>>

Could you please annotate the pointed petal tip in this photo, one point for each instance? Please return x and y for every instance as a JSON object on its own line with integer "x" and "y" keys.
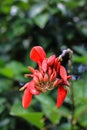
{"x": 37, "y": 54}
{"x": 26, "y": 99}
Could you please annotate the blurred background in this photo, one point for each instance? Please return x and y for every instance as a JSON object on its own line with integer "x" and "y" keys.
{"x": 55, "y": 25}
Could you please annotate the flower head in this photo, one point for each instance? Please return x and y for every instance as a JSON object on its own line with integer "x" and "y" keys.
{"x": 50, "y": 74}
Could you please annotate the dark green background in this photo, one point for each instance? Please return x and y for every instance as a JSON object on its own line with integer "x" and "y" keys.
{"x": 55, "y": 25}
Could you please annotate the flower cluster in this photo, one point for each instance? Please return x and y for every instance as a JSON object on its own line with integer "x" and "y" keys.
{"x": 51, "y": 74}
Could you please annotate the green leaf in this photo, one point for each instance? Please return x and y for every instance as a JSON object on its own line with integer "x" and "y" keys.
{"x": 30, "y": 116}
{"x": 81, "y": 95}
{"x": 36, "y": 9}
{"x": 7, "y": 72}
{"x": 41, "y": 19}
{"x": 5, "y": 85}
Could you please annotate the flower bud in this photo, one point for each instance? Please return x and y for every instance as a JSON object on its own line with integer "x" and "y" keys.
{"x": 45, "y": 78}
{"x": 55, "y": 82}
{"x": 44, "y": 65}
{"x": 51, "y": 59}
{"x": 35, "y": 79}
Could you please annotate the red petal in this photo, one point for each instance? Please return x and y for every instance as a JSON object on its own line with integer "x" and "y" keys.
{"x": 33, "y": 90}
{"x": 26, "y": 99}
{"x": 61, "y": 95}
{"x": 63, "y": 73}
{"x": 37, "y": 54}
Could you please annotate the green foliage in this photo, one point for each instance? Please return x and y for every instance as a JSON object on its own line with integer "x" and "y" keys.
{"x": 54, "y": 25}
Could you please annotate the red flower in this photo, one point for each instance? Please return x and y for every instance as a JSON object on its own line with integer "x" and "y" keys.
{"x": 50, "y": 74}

<<

**WHAT NEEDS TO BE DONE**
Rewrite all the records above, swapping "annotate" for "mark" wherever it occurs and leaving everything else unchanged. Omit the pictures.

**EXERCISE RESPONSE**
Could you please mark the pointed petal tip in this photo, one point for each instance? Please return x and y for every instance as a JSON object on its own line with integer "x" and "y" keys.
{"x": 37, "y": 54}
{"x": 26, "y": 99}
Could you please mark the blurred background in this photo, one point for each instance? Please return x and y for every instance as a JSON object on its own line with integer "x" and "y" keys.
{"x": 55, "y": 25}
Could you please mark the flower head in this photo, one point for each instance? Please return x and y for every instance as a JSON object on its own line with integer "x" and "y" keys.
{"x": 50, "y": 74}
Could you please mark the dark green background in this photo, one point for each instance? Please return x and y for every instance as a JSON object on its own line with integer "x" and "y" keys.
{"x": 55, "y": 25}
Could you please mark the flower cluster in this photo, one point for each instance? Please return x and y for every instance as a JSON object on its own line with integer "x" and "y" keys.
{"x": 51, "y": 74}
Could you please mark the green leaf in this photo, one point for each instance? Please return x and y for every instance as a JSON object on its own line with integer "x" and "y" keys.
{"x": 30, "y": 116}
{"x": 81, "y": 95}
{"x": 36, "y": 9}
{"x": 7, "y": 72}
{"x": 41, "y": 19}
{"x": 5, "y": 85}
Could you please mark the flower bud in this photo, one point for each instance? Please return x and y for every instance as a JSON object on its own line with integer "x" and "y" keys.
{"x": 45, "y": 78}
{"x": 55, "y": 82}
{"x": 44, "y": 65}
{"x": 51, "y": 59}
{"x": 35, "y": 79}
Could you please mark the red petal in this photo, one point for each instance? Please return x and y for every instance as a JSON object on its own line with integer "x" and "y" keys.
{"x": 33, "y": 90}
{"x": 26, "y": 99}
{"x": 61, "y": 95}
{"x": 63, "y": 73}
{"x": 37, "y": 54}
Could you please mark the green foliage in this photo, one point for each instance? Please return x and y for every instance as a JSON object on its own line with integer "x" and "y" keys.
{"x": 54, "y": 25}
Could you please mark the red flower in this photo, one point for each instance? Please return x and y for every instance as a JSON object on its own line with integer "x" and "y" keys.
{"x": 50, "y": 74}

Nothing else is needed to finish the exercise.